• _TASK TO COMPLETE_: Copy each line of the entries that contains the word "below".

*** SUPPLIED INFORMATION Section Begins ***

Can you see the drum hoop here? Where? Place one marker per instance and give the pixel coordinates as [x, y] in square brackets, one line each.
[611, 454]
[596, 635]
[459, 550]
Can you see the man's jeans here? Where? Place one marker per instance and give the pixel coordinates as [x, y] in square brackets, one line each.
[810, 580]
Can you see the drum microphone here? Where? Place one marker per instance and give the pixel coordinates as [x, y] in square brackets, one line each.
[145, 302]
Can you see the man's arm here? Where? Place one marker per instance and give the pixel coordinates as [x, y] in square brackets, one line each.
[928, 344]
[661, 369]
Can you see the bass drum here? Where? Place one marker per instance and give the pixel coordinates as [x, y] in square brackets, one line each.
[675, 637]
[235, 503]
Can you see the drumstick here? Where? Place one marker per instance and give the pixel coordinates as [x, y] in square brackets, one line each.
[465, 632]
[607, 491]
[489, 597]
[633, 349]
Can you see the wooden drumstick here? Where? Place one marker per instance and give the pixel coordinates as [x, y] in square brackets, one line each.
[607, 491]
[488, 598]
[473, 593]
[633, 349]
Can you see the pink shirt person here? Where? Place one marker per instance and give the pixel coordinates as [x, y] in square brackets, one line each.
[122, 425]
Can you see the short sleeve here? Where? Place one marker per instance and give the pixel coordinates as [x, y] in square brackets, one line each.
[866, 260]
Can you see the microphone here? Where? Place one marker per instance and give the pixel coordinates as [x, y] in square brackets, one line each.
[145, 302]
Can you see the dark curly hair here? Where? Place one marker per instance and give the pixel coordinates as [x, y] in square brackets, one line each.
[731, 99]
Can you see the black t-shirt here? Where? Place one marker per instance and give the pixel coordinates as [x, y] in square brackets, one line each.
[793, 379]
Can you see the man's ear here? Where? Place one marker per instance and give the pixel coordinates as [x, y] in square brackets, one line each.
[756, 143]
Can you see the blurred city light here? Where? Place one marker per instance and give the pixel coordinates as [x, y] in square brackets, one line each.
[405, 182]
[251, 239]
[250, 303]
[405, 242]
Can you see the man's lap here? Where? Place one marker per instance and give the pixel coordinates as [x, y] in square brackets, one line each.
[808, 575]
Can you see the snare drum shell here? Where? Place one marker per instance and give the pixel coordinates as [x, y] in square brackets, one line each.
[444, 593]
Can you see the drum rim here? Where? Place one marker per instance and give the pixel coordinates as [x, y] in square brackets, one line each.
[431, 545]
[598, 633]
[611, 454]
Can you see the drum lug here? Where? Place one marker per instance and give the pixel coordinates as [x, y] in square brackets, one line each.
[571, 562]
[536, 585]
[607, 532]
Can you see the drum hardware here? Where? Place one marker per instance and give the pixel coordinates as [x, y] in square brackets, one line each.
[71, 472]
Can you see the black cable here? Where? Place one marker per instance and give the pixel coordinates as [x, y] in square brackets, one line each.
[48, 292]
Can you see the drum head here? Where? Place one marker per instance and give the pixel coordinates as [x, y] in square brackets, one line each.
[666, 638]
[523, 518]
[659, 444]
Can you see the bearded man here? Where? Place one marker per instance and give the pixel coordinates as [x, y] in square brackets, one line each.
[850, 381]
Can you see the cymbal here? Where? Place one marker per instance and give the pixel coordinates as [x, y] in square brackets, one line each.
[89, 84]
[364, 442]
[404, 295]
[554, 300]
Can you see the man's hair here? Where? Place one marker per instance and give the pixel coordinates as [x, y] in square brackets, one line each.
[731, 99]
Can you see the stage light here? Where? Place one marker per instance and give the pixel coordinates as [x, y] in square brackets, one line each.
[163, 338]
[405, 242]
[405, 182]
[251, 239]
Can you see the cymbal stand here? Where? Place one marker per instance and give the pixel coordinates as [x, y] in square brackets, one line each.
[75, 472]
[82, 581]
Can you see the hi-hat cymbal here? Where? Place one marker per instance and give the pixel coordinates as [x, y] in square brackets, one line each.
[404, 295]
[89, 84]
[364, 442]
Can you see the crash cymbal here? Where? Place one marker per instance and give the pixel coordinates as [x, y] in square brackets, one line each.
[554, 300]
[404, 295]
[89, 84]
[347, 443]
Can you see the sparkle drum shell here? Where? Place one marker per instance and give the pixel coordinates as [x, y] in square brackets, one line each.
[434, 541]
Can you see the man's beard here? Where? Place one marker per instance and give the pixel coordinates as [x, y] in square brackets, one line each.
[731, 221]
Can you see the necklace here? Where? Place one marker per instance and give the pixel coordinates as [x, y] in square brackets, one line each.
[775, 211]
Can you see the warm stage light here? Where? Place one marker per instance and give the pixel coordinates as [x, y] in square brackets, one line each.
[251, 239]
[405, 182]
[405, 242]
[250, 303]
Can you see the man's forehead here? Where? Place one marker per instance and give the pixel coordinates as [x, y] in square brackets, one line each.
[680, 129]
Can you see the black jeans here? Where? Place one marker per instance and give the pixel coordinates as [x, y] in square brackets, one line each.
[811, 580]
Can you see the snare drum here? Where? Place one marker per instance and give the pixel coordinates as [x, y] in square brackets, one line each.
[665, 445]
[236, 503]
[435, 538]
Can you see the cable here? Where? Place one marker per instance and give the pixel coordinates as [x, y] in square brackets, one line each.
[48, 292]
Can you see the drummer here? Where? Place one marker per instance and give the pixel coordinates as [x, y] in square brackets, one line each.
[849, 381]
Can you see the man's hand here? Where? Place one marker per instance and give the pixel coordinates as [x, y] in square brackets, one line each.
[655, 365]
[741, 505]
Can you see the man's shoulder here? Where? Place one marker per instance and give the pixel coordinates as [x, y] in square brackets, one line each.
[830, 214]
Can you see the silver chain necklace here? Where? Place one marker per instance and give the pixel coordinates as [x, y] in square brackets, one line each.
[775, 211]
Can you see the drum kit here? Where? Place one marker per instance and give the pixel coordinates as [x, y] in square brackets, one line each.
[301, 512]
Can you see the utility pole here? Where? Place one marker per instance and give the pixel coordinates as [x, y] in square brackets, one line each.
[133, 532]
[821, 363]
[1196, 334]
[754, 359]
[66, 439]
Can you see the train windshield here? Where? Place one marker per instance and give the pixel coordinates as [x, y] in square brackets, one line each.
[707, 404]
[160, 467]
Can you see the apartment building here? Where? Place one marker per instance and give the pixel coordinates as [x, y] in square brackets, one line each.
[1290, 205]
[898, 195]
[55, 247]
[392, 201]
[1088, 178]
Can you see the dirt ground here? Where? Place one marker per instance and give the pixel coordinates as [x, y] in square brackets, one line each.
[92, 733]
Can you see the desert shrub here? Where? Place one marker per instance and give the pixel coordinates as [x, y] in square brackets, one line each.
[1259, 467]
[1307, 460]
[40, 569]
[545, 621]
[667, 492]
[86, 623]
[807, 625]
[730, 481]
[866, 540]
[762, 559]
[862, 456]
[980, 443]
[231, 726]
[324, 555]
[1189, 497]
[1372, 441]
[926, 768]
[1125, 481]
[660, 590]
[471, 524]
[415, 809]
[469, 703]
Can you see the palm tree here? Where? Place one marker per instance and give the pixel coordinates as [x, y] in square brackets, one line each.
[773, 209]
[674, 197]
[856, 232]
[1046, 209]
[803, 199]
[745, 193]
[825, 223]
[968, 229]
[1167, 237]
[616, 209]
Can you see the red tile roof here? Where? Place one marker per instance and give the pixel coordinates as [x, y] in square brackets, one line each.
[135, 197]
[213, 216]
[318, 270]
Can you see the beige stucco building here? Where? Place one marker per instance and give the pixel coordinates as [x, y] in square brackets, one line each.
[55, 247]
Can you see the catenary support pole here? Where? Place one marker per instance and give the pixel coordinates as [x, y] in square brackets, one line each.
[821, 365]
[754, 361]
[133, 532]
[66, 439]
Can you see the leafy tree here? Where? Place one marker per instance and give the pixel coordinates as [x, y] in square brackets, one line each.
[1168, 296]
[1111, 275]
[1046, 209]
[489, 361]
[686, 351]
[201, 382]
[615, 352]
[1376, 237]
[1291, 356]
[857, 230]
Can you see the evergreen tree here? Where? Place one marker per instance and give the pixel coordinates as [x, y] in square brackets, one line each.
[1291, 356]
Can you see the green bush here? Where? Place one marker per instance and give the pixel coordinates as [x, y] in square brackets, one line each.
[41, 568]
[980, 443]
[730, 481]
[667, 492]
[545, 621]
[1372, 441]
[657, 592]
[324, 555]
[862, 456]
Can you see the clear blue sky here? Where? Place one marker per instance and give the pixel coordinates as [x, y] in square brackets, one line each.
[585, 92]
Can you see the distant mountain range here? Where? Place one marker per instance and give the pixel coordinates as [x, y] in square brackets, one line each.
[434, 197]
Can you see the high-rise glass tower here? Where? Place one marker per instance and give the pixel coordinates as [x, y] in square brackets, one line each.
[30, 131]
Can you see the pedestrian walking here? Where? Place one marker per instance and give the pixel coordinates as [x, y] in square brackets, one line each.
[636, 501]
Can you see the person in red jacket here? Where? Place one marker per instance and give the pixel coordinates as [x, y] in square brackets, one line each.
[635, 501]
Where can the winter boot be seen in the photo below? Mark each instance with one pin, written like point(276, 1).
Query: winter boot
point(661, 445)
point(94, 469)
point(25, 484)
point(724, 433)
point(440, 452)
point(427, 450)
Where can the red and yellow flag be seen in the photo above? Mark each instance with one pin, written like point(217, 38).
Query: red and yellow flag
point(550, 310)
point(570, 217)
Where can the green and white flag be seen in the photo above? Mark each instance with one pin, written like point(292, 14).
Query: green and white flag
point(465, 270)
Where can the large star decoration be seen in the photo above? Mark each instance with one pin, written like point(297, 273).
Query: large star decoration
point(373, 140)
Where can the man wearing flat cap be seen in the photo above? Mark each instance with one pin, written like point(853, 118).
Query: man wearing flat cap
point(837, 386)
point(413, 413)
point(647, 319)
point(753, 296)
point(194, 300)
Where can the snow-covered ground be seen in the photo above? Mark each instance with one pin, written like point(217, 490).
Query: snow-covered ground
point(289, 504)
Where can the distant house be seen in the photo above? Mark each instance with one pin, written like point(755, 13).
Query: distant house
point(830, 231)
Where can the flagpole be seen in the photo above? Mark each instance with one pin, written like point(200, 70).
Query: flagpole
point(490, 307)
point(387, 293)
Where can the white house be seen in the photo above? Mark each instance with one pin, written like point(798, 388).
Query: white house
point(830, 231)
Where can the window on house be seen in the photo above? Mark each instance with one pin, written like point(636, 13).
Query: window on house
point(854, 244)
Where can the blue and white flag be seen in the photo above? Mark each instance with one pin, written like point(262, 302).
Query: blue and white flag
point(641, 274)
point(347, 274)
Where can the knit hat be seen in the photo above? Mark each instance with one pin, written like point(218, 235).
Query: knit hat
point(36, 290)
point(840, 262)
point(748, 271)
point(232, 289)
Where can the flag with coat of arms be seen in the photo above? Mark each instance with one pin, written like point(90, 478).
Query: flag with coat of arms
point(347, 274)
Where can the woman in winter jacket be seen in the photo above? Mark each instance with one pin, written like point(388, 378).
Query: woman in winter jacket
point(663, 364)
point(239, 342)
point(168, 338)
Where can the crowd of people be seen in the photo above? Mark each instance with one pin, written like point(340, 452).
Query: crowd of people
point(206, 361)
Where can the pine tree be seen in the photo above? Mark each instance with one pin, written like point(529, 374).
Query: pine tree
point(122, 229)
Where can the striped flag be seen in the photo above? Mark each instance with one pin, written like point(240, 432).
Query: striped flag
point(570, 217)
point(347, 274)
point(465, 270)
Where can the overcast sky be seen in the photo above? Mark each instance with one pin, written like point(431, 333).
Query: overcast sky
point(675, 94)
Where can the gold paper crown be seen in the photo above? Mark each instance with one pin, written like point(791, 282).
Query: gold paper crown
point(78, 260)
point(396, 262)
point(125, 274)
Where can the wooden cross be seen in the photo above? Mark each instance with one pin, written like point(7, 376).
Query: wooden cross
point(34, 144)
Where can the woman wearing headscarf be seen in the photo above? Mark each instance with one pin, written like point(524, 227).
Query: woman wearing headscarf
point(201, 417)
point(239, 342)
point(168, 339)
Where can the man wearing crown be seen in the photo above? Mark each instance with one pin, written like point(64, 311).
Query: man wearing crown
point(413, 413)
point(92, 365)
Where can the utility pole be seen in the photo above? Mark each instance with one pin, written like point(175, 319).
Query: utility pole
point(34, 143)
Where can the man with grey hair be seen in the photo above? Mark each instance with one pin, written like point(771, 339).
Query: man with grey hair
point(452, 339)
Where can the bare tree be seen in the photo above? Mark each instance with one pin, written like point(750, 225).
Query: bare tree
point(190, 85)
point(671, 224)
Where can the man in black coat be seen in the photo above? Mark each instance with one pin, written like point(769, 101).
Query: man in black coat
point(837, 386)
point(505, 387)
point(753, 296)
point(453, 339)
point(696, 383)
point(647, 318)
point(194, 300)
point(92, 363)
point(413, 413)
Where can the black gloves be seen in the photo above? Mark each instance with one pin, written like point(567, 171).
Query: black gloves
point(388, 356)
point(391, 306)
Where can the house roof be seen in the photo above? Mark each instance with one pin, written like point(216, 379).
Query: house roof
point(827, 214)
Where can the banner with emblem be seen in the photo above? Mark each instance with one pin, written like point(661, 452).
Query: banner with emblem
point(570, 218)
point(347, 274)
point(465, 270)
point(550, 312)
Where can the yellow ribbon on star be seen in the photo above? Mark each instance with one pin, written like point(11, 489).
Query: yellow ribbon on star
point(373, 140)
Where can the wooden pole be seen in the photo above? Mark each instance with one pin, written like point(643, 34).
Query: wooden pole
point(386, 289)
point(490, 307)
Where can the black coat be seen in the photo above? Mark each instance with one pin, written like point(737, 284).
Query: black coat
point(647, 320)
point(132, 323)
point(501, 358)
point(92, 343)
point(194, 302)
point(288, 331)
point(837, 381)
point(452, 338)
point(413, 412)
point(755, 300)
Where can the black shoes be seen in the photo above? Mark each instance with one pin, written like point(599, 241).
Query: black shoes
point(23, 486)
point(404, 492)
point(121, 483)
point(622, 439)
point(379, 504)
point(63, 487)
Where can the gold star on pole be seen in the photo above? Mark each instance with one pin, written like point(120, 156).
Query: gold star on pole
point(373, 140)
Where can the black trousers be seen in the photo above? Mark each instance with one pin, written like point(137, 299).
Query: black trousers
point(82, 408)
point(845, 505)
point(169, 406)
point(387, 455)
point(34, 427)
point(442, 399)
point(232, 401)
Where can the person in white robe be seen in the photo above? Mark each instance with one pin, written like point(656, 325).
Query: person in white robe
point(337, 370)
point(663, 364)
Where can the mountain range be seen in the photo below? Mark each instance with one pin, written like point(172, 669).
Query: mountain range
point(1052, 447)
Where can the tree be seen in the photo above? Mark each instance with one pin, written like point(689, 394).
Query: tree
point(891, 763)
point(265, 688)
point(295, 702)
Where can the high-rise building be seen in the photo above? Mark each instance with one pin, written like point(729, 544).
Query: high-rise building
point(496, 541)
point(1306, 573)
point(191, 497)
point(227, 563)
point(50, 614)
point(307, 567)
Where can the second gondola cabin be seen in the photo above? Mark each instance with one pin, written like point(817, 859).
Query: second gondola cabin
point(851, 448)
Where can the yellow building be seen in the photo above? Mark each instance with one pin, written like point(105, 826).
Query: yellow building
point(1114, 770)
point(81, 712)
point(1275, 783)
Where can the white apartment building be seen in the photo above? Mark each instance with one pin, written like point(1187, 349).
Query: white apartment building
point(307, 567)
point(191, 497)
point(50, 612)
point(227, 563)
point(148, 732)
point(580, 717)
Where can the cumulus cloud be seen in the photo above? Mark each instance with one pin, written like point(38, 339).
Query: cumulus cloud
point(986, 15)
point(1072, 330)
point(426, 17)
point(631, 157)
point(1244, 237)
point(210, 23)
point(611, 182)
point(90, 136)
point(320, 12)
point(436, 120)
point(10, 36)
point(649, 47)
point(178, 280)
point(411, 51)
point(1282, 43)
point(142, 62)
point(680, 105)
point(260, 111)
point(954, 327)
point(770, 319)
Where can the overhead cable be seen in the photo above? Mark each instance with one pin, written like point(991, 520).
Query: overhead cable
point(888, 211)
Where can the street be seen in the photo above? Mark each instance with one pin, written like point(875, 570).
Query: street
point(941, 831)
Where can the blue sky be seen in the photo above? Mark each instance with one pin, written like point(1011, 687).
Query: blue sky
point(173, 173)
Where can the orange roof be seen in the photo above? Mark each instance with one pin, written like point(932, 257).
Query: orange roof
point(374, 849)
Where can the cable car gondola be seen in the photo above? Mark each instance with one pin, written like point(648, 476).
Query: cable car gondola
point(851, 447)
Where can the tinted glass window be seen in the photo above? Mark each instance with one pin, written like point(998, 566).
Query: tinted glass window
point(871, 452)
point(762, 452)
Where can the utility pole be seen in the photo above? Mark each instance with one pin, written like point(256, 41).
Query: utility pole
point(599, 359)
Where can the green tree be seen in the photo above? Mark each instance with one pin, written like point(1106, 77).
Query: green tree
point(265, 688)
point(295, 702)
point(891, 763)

*** SUPPLIED INFORMATION Section Ends ***

• _TASK RESULT_:
Where can the winter boot be seen in the photo below? Mark each instance with one pin, written like point(276, 1).
Where can the mountain range be seen in the photo below? Mark each instance with one pin, written like point(172, 669).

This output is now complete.